TEXT>
# Another New Micro - Kangaroo Island Sa



## mikem108 (27/4/07)

Just got this bottle from a guy at work, haven't tried it yet but there's another micro to add to the list or map


----------



## razz (27/4/07)

Google shows their website but only linked to an email. Good luck to em ! I hope they make loads of money and lots of good beer.


----------



## delboy (27/4/07)

Well all these micro's are now comming out of the woodwork I wish i had the dosh to start one
it seems that the pale ale band wagon seems to be jumped on alot at these though.Must be a Flag ship brew?

del


----------



## Dr Gonzo (27/4/07)

From what i can remember from an article in the local rag over there, the beer was brewed at regency tafe. They are in the process of building their own brewery on the island. I have no idea what stage this is at, or when they will be brewing in their own brewery.

The pale ale apparently is brewed using island grown barley and honey. I'd be interested as to where and how they malted the barley. I was offered some 'malting quality barley' from KI the other day. Might have to get some more info and report back.


----------



## DarkFaerytale (27/4/07)

it would be interesting if they do use the honey from the island as it's the only place in the world where the laguarian (may have spelt incorectly) honey bee exisits and god dam it's good honey, have 3kg sitting at home for a mead. while i was there last year i didn't see hide nor hair of this beer, looks like i just missed out

-Phill


----------



## jayse (10/7/07)

Just had a bit of a go on this beer on the weekend while on kangaroo island for a gig and thought it was quite good.

DIRECTION A>
Print the forum thread from "Just got this" to "of good beer.".
The forum thread and the rows are unrelated material.

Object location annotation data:
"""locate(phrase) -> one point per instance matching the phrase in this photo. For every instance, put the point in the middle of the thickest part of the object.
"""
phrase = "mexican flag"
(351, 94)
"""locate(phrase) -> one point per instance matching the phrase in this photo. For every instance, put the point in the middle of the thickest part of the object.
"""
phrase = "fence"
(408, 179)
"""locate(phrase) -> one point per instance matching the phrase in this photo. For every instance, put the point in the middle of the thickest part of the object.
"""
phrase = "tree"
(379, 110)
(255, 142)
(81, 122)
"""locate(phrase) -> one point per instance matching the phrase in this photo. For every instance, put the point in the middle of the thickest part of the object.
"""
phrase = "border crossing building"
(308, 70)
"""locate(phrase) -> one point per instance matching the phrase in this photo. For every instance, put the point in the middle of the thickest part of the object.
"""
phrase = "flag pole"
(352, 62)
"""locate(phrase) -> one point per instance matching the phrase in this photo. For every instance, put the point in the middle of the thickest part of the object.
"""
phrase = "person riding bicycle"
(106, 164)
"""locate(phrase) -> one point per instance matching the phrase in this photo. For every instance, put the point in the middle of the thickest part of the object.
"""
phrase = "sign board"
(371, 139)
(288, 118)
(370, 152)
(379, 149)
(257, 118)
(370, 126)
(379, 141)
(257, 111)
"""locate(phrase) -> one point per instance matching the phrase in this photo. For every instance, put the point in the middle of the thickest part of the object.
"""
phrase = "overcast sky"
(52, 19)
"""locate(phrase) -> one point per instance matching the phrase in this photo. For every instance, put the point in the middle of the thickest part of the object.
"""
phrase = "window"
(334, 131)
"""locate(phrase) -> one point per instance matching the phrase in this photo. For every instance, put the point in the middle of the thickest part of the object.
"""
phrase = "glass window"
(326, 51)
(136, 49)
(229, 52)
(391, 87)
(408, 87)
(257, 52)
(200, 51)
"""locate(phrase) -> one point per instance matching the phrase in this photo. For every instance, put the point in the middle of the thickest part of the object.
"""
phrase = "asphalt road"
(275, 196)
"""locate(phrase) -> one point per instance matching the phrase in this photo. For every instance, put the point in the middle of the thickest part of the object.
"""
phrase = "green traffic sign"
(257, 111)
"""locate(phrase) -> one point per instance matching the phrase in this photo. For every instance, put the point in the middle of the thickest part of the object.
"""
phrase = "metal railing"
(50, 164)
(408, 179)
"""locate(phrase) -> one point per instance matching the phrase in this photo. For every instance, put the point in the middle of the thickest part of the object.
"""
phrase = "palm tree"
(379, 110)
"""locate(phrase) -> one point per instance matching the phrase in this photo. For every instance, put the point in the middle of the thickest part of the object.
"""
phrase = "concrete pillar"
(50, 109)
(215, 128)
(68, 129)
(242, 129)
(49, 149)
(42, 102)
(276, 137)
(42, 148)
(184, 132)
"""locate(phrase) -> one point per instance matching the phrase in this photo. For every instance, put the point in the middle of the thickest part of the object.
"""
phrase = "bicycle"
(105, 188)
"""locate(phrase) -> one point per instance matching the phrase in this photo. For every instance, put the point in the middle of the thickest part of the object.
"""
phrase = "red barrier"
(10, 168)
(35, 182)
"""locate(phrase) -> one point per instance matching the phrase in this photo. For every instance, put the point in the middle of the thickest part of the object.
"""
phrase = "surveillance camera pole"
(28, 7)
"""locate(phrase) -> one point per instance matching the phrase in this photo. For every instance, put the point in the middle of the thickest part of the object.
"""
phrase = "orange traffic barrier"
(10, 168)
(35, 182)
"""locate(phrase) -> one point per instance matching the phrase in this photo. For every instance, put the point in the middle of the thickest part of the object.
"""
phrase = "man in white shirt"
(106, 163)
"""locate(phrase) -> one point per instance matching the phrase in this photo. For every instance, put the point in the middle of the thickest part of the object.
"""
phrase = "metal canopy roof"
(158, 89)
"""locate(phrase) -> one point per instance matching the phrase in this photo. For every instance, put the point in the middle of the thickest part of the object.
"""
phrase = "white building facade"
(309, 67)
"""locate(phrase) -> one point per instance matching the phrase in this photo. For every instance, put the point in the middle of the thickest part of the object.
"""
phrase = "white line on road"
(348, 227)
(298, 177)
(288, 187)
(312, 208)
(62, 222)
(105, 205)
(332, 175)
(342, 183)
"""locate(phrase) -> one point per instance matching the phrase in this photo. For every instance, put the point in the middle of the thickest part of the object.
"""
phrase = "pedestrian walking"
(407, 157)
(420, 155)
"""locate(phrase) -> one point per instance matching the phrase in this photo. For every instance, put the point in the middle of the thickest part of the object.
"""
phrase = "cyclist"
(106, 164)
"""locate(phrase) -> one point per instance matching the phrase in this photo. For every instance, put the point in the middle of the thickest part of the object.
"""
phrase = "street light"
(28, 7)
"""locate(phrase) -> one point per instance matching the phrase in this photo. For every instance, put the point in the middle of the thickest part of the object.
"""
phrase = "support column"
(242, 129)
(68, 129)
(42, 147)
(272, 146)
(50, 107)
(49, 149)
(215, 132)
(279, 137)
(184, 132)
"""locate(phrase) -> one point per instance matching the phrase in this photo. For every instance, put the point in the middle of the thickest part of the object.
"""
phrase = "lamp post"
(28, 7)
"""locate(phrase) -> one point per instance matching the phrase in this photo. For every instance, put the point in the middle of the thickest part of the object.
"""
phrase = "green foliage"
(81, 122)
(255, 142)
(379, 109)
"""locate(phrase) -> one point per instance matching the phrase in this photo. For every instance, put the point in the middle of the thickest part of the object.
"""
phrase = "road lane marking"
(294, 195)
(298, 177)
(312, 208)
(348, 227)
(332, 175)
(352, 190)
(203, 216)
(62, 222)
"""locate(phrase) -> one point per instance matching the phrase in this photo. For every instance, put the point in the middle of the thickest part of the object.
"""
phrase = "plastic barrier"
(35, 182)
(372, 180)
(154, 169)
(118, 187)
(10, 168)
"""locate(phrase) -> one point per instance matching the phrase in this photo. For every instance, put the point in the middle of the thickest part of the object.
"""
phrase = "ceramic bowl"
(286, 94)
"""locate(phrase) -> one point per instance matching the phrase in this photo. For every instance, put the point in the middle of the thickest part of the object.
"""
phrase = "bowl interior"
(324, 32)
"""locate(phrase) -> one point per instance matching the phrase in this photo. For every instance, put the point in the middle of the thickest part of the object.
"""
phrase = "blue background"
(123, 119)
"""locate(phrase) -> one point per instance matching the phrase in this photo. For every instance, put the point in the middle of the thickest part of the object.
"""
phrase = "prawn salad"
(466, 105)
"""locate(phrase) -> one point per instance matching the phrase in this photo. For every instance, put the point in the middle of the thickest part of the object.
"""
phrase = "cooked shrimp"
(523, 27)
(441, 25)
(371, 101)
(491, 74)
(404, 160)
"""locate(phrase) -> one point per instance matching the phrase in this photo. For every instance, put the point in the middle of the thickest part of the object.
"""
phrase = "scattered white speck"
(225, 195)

DIRECTION B>
Return each line of the rows that contains the word "flag".

SOLUTION A>
Just got this bottle from a guy at work, haven't tried it yet but there's another micro to add to the list or map


----------



## razz (27/4/07)

Google shows their website but only linked to an email. Good luck to em ! I hope they make loads of money and lots of good beer.

SOLUTION B>
phrase = "mexican flag"
phrase = "flag pole"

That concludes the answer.